# Questions:
1) Decide whether each statement agrees with the passage on the first exoplanet discovery: (a) 51 Pegasi is about fifty light-years from Earth; (b) the measurements can be performed in spectrometers built directly into telescopes; (c) FISBA AG made cross dispersers from prisms. Answer yes or no for each, quoting the exact words of the passage that decide it.
2) Rename "Earth" as "our solar system" in the stretch of the passage on the first exoplanet discovery from "This year's Swiss" through "Kornmesser/Nick Risinger (skysurvey.org)", and write out the result.

This year's Swiss Nobel Prize winners in physics Michel Mayor and Didier Queloz discovered the first exoplanet around a sun-like star using the radial velocity method. This artistist´s view shows this exoplanet: Jupiter 51 Pegasi b. It orbits a star about 50 light- years from Earth in the northern constellation of Pegasus (the Winged Horse). Credit: ESO/M. Kornmesser/Nick Risinger (skysurvey.org)
When a planet orbits around a star, its gravity causes small movements that leave traces in the star's light spectrum. For example, when it moves towards us, its light shifts to shorter wavelengths; when it moves away, the light takes on longer wavelengths. The two scientists Mayor and Queloz, discovered this pattern 1995 in the spectrum of 51 Pegasi, a star fifty light-years away from Earth. With their radial velocity method, they provided evidence of the first known planet, a Jupiter-sized exoplanet orbiting a sun-like star.
The discovery was made possible by high-resolution spectrometers. These were used to determine the velocity of the stars with an accuracy of 1 m/s from the Doppler shift of the spectral lines in star spectra. This corresponds to one three-hundred-millionth of the speed of light, and the wavelengths of the spectral lines must be measured with extreme accuracy. The discovery was made possible by high-resolution spectrometers, which can determine the wavelengths of the spectral lines with an accuracy of 1m/s. This corresponds to one three-hundred-millionth of the speed of light. With the measured movements, it is possible to determine, among other things, the mass and orbital elements of the planets orbiting them. Such measurements require stable environmental conditions in laboratories and cannot be performed in spectrometers directly integrated into telescopes. For several of the spectroscopic instruments used by Mayor and Queloz at the University of Geneva, the Swiss company FISBA AG has developed special optical components with which the light can be precisely coupled and uncoupled into the connecting fibers between the telescope and the spectrometer. Also, besides the ‘fiber links,’ the company also manufactured the ‘cross dispersers’ consisting of prisms.

# The data:

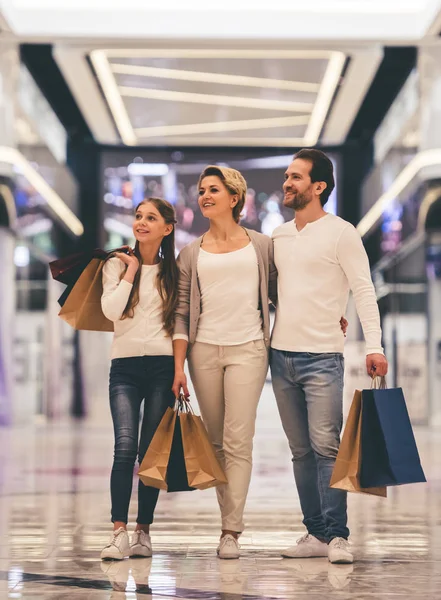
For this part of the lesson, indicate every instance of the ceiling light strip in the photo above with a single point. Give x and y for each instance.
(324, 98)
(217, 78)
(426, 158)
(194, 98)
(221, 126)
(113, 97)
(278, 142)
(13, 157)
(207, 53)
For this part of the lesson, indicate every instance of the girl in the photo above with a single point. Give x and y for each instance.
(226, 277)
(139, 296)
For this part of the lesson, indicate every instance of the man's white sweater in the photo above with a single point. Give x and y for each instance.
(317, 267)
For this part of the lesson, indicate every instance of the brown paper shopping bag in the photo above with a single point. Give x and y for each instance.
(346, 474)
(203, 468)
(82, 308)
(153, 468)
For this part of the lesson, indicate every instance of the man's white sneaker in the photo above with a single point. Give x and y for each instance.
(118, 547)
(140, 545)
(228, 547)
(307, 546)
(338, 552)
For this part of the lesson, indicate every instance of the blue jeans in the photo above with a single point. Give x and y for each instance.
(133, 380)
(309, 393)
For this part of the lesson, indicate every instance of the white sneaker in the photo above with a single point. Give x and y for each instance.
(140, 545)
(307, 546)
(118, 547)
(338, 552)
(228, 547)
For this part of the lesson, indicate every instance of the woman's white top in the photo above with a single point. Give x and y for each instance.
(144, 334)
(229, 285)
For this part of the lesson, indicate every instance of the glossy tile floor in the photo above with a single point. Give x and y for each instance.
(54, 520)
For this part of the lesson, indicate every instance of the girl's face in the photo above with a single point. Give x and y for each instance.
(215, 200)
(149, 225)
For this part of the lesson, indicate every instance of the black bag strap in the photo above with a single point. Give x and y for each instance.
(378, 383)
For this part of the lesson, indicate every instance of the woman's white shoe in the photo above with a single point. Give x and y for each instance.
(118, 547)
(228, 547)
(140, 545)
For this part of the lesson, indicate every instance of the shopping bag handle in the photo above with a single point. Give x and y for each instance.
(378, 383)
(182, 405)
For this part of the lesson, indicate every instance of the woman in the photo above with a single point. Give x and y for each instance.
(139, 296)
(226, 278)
* * *
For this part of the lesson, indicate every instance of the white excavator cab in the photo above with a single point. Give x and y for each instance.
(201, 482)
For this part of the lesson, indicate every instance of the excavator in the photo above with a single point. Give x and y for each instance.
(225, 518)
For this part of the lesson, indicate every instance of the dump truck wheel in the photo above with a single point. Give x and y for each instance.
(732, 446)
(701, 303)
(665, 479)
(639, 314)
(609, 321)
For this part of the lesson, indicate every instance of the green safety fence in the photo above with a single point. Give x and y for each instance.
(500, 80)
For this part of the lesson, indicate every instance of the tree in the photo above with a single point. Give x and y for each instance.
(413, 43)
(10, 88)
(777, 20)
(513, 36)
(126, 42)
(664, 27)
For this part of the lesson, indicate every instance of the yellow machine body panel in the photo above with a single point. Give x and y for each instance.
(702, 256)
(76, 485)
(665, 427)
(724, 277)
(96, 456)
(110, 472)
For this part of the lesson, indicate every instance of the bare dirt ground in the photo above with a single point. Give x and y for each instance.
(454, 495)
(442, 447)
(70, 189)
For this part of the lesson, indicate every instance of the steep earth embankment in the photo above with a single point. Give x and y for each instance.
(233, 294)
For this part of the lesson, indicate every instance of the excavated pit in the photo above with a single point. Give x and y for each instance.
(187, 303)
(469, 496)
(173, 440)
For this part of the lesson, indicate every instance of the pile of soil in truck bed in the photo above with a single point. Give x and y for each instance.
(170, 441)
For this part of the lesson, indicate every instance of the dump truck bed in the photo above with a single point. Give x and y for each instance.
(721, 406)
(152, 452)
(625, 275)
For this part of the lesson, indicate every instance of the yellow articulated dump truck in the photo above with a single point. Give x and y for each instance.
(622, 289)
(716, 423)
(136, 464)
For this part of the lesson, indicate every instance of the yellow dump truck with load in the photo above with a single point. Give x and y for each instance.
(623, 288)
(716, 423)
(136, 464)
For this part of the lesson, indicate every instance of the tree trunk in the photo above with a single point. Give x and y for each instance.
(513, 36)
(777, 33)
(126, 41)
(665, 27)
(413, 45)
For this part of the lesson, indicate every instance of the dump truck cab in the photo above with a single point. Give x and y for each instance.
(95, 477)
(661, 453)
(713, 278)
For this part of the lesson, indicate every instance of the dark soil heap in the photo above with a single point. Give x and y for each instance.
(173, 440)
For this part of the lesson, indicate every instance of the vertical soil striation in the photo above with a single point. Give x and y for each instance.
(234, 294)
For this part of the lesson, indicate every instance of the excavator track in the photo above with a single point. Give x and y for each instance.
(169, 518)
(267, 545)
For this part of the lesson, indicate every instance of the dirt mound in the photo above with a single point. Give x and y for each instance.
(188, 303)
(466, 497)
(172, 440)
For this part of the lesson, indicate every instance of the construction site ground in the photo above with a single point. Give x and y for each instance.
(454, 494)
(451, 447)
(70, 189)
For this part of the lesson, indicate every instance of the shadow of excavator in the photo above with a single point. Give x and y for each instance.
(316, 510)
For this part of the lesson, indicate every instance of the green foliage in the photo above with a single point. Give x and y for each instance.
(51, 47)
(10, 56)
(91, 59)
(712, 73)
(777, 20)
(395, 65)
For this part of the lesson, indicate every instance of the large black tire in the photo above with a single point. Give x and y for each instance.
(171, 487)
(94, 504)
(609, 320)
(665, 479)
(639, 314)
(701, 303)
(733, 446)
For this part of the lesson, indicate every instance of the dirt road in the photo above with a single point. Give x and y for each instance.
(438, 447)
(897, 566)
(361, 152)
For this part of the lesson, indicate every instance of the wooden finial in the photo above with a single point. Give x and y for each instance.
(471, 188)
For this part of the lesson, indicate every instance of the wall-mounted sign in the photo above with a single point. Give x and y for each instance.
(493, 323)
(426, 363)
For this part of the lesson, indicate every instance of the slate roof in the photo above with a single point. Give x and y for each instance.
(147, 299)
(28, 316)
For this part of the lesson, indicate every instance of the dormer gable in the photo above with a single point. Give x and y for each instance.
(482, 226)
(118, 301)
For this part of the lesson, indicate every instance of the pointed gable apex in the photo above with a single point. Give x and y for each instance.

# Responses per task:
1)
(a) Yes: "a star fifty light-years away from Earth"
(b) No: "cannot be performed in spectrometers directly integrated into telescopes"
(c) Yes: "the company also manufactured the ‘cross dispersers’ consisting of prisms"

2)
This year's Swiss Nobel Prize winners in physics Michel Mayor and Didier Queloz discovered the first exoplanet around a sun-like star using the radial velocity method. This artistist´s view shows this exoplanet: Jupiter 51 Pegasi b. It orbits a star about 50 light- years from our solar system in the northern constellation of Pegasus (the Winged Horse). Credit: ESO/M. Kornmesser/Nick Risinger (skysurvey.org)